### [Extract provided]

After a trial, in a judgment dated September 7, 1999, the district court found against Southwest Marine and imposed an injunction and a civil penalty. The injunction required that Southwest Marine, inter alia, (1) test the water column around each vessel being blasted or painted by taking water samples “at the surface and at each 20-foot interval between the water surface and the bottom of the Bay,” and (2) capture all pier storm water runoff “in a reasonably expeditious manner.” The district court simultaneously issued .a limited stay. That portion of the limited stay relevant here stayed enfоrcement of (1) the water column testing requirement, pending further argument and briefing on whether the district court should substitute testing of the surface “microlayer” for testing “at the surface,” and (2) the pier storm water capture requirement, pending further argument and evidence on possible engineering alternatives.

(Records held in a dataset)
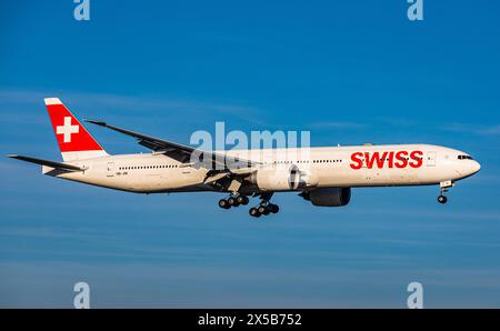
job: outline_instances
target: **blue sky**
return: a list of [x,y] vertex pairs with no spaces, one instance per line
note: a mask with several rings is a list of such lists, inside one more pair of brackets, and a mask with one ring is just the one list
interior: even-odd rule
[[[341,209],[278,194],[278,215],[216,193],[137,195],[0,160],[0,305],[500,307],[500,4],[424,1],[8,1],[0,149],[60,160],[42,102],[188,143],[196,130],[311,130],[312,146],[424,142],[481,172],[356,189]],[[89,127],[111,153],[147,150]]]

### [Work to do]
1. In the excerpt about the Southwest Marine ruling, what is the date of the district court's judgment?
2. Continue the excerpt about the Southwest Marine ruling from its last sentence.

### [Task answers]
1. September 7, 1999

2.
The district court eventually reсeived additional briefing and held a hearing on the injunctive measures that had been temporarily stayed, but not until after Southwest Marine had appealed the original judgment, including the injunction. After the hearing, in an order dated March 7, 2000, the district court modified the injunction and lifted the stay. Among the modifications made, the district court (1) substituted testing of the surface “micro-layer” for testing “at the surface,” and (2) substituted an 18-month deadline (running from the March 7, 2000 order) for the requirement of “reasonably expeditious” construction of a facility to capture pier storm water runoff. Southwest Marine then brought the present appeal, challenging the district court’s jurisdiction and discretion to mаke these two particular modifications.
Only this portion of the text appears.